-- BEGIN RECORDS SHOWN --

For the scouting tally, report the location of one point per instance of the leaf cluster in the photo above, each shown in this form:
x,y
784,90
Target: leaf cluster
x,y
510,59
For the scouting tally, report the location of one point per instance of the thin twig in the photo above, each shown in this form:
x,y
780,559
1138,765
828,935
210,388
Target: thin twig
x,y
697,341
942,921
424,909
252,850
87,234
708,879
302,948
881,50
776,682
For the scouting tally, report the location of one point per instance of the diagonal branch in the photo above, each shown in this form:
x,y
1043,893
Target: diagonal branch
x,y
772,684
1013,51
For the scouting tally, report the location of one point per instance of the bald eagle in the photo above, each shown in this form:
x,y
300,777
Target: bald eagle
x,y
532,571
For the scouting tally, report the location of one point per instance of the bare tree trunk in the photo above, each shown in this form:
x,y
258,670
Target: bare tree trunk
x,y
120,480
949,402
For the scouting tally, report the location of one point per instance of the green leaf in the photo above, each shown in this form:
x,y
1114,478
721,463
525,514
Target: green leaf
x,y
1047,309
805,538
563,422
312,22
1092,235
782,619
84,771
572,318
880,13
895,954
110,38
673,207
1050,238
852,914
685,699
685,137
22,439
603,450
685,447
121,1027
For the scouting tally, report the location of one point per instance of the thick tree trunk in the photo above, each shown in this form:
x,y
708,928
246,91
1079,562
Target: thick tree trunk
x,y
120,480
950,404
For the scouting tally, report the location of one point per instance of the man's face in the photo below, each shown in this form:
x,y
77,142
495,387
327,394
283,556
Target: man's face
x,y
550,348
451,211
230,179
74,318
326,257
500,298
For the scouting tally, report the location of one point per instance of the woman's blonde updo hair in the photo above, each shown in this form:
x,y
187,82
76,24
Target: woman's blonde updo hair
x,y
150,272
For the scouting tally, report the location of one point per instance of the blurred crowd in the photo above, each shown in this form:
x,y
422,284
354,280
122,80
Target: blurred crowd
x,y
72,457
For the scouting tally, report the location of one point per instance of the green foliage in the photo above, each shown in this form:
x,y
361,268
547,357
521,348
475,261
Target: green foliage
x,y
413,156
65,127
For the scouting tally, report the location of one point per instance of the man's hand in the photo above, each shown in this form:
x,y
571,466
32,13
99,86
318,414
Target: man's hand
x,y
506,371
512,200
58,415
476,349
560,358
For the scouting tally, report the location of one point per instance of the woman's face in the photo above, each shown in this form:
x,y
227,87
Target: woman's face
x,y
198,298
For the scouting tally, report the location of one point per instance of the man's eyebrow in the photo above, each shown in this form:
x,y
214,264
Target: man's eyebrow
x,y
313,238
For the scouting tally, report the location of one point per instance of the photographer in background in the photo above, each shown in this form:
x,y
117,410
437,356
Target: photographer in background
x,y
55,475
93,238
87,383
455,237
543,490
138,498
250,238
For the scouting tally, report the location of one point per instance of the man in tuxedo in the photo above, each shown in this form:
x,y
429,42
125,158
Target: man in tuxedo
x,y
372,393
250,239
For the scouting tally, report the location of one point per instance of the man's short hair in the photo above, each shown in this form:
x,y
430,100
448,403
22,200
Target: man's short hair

-- END RECORDS SHOWN --

- _AIM OF THE TASK_
Copy all of the data above word for word, leaving every line unchanged and in its original order.

- _PROBLEM SOLUTION_
For the scouting tally, report the location of one point per instance of the leaf cluster in the photo above, each shown in this form:
x,y
784,90
Target: leaf cluster
x,y
510,59
For the scouting tally, report the location of one point per instance of the thin twig in the photo above, each shown in this form:
x,y
780,559
1138,765
828,935
210,388
Target: thin twig
x,y
697,341
942,921
424,909
252,850
87,234
708,879
302,948
881,50
776,682
For the scouting tally, report the location of one point per instance of the diagonal branch in the photo above, each shown in this form:
x,y
1043,893
Target: diagonal branch
x,y
772,684
1013,51
For the scouting tally, report the location of one point per instance of the bald eagle in the photo above, each shown in this form:
x,y
300,777
Target: bald eagle
x,y
532,571
For the scouting tally, report the location of one point per instance of the bare tree trunk in the photo above, each shown in this form:
x,y
258,670
Target: bare tree trunk
x,y
120,480
949,402
For the scouting tally, report the location of one point per instance of the green leaf in the photo above, each shown in this form:
x,y
1114,478
721,463
525,514
Target: green leaf
x,y
1047,309
805,538
563,422
312,22
1092,235
782,619
84,771
572,318
880,13
895,954
110,38
673,207
1050,238
852,914
685,699
685,137
22,439
603,450
685,447
121,1027
For the scouting tally, report the location of one point per instance of the thick tree trunk in the photo above, each shown in this form:
x,y
708,928
246,91
1079,562
Target: thick tree trunk
x,y
120,480
950,404
For the scouting tally, report the location of one point per instance of the man's face in the photo below, each shown in this form:
x,y
77,142
495,387
327,394
283,556
Target: man's face
x,y
550,348
451,211
230,179
74,318
326,257
500,298
For the scouting tally, report the location of one point per instance of the woman's blonde updo hair in the photo above, each shown in this form:
x,y
187,82
76,24
Target: woman's blonde updo hair
x,y
150,272
For the scouting tally, report the location of one point per instance of the blurred crowd in the photo above, each shown in this form:
x,y
422,284
354,280
122,80
Target: blurred crowd
x,y
72,457
For the scouting tally, report the location of one point per instance of the green foliage in the photo above, each shown in this form:
x,y
361,268
547,357
521,348
475,261
Target: green foliage
x,y
413,156
65,127
For the scouting tally, report the location of one point per instance of the man's hand in the photo above, each shown in this form:
x,y
571,466
32,13
99,86
318,414
Target: man's hand
x,y
506,371
512,200
58,415
476,349
560,358
For the scouting tally, report the location of one point per instance of the woman's face in the photo above, each shown in this form:
x,y
227,87
Target: woman's face
x,y
198,298
For the scouting tally, report the location of one point per instance of the man's eyebrow in the photo above, each shown in this form:
x,y
214,264
Target: man's eyebrow
x,y
313,238
For the scouting tally, report the location of one point per instance of the photographer in background in the photo above, each shown in this form:
x,y
117,410
437,356
Target: photographer in background
x,y
55,475
93,238
87,383
455,237
543,490
138,498
250,238
For the scouting tally, report the location of one point per instance of the man in tuxedo in the photo above, each shown in this form:
x,y
429,42
125,158
Target: man in tuxedo
x,y
372,393
250,239
For the scouting tally, report the location of one point per instance of the man's short hair in the photo above, each shown in this form:
x,y
430,100
448,403
22,200
Target: man's short hair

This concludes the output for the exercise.